[Provided records]

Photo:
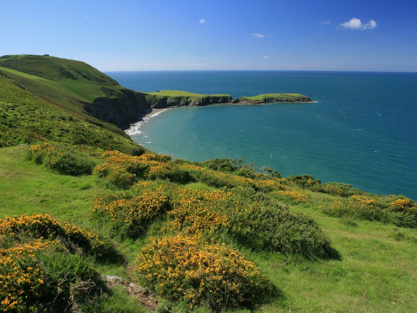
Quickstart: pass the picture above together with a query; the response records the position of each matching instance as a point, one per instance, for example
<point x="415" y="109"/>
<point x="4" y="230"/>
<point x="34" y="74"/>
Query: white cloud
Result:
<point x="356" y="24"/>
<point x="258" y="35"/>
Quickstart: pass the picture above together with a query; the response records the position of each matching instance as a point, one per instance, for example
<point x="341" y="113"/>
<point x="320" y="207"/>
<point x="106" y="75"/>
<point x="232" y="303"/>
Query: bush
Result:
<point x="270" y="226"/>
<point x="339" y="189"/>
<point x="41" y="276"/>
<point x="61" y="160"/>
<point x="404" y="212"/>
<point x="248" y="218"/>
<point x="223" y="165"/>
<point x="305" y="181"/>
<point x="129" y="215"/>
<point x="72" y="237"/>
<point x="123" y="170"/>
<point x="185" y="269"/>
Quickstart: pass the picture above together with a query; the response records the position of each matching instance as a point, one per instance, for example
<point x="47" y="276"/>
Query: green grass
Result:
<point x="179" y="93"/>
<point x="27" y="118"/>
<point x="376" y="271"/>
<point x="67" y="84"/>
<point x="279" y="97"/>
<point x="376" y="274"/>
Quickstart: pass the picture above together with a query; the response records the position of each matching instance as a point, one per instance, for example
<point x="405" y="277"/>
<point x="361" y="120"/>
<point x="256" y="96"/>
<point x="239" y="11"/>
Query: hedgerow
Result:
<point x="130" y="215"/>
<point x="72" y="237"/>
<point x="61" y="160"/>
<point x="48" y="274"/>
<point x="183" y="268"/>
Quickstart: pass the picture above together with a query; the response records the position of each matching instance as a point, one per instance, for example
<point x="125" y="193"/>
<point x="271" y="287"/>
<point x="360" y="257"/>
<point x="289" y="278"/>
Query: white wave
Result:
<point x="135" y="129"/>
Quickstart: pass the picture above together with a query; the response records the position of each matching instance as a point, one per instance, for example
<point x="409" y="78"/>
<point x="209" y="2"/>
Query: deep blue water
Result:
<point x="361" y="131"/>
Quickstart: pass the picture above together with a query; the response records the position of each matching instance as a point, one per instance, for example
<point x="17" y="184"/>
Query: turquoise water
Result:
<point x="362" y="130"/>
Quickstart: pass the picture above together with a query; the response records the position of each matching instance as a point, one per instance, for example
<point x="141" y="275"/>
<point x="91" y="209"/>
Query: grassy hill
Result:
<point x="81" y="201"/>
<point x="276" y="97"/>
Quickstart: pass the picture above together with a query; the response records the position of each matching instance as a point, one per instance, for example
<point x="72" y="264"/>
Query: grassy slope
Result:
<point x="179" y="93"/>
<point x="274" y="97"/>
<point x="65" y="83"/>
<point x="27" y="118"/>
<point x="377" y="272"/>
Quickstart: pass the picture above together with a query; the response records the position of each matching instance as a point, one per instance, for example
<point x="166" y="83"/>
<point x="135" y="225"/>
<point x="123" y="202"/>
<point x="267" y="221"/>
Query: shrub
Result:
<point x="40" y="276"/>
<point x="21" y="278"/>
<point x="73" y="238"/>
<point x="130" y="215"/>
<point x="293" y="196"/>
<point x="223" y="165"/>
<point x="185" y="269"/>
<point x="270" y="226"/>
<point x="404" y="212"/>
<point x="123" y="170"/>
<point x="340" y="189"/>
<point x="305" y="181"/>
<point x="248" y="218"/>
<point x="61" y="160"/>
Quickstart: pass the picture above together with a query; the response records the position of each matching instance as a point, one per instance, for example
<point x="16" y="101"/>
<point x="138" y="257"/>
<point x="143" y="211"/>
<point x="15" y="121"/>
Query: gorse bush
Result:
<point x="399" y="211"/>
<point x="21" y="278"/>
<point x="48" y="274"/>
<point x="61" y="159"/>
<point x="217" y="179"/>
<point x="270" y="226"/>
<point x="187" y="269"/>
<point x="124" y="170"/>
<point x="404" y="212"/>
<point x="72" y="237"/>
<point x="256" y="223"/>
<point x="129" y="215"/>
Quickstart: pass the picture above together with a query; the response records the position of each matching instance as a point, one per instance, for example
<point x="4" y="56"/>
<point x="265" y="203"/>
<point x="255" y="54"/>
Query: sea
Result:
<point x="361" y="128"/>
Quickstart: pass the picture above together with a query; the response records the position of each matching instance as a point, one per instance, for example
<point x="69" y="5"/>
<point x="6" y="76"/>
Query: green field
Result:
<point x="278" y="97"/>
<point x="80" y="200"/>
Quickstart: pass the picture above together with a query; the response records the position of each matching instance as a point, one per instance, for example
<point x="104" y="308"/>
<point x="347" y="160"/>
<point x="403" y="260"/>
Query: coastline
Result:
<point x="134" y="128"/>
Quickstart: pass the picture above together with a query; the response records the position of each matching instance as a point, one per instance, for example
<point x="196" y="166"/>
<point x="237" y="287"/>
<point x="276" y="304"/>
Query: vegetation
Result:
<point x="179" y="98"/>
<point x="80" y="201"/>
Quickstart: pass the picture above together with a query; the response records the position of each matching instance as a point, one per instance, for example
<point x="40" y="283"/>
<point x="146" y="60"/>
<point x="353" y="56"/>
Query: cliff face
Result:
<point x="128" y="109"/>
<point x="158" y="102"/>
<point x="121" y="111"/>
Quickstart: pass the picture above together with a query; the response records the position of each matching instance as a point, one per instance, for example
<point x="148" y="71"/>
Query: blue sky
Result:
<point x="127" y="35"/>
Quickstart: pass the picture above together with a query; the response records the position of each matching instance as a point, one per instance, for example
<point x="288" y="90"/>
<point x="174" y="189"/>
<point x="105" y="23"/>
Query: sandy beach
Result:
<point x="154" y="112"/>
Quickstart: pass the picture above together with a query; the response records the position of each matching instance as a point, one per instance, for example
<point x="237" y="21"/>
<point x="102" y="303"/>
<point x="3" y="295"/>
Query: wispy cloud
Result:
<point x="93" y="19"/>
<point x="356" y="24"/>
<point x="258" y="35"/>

[/Provided records]
[Provided records]

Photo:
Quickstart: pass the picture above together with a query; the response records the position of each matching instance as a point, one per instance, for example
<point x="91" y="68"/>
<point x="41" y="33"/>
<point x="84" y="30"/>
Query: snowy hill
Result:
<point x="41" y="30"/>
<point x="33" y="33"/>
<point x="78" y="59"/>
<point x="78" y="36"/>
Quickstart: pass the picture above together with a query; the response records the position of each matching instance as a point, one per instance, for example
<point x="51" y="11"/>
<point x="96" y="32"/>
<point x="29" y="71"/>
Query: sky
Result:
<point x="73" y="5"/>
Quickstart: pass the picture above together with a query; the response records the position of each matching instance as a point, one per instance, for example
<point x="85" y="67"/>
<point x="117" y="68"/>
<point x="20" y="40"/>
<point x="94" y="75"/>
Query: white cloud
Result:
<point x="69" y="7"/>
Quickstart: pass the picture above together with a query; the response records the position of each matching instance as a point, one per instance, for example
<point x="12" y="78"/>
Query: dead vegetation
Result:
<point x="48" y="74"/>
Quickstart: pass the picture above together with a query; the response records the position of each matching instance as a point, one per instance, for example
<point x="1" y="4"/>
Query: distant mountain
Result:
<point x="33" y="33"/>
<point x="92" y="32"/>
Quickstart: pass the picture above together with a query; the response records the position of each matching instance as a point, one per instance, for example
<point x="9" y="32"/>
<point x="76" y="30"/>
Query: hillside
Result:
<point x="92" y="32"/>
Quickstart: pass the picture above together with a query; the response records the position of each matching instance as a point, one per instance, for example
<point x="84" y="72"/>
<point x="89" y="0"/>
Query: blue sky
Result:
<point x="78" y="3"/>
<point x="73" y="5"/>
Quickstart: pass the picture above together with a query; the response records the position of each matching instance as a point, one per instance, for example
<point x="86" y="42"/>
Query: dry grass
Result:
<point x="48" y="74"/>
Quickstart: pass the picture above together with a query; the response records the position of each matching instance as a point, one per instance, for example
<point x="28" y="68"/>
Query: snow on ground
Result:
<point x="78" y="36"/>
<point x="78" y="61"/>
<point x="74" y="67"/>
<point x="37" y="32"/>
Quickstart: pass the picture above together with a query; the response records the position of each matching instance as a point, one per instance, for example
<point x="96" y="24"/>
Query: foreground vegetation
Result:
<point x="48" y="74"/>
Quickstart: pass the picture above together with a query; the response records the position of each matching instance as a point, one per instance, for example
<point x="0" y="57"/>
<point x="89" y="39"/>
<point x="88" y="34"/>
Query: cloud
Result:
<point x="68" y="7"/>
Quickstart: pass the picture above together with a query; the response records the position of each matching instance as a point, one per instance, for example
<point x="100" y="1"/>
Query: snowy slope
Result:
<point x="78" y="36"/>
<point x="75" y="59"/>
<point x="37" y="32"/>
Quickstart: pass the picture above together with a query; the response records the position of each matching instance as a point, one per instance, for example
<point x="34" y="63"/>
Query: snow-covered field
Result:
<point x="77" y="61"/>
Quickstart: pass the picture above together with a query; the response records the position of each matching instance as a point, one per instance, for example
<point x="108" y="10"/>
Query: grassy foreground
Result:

[/Provided records]

Activity
Scan the material above for lines that contain the string "vegetation", and copy each such line.

Result for this task
Query: vegetation
Query: dead vegetation
Query: foreground vegetation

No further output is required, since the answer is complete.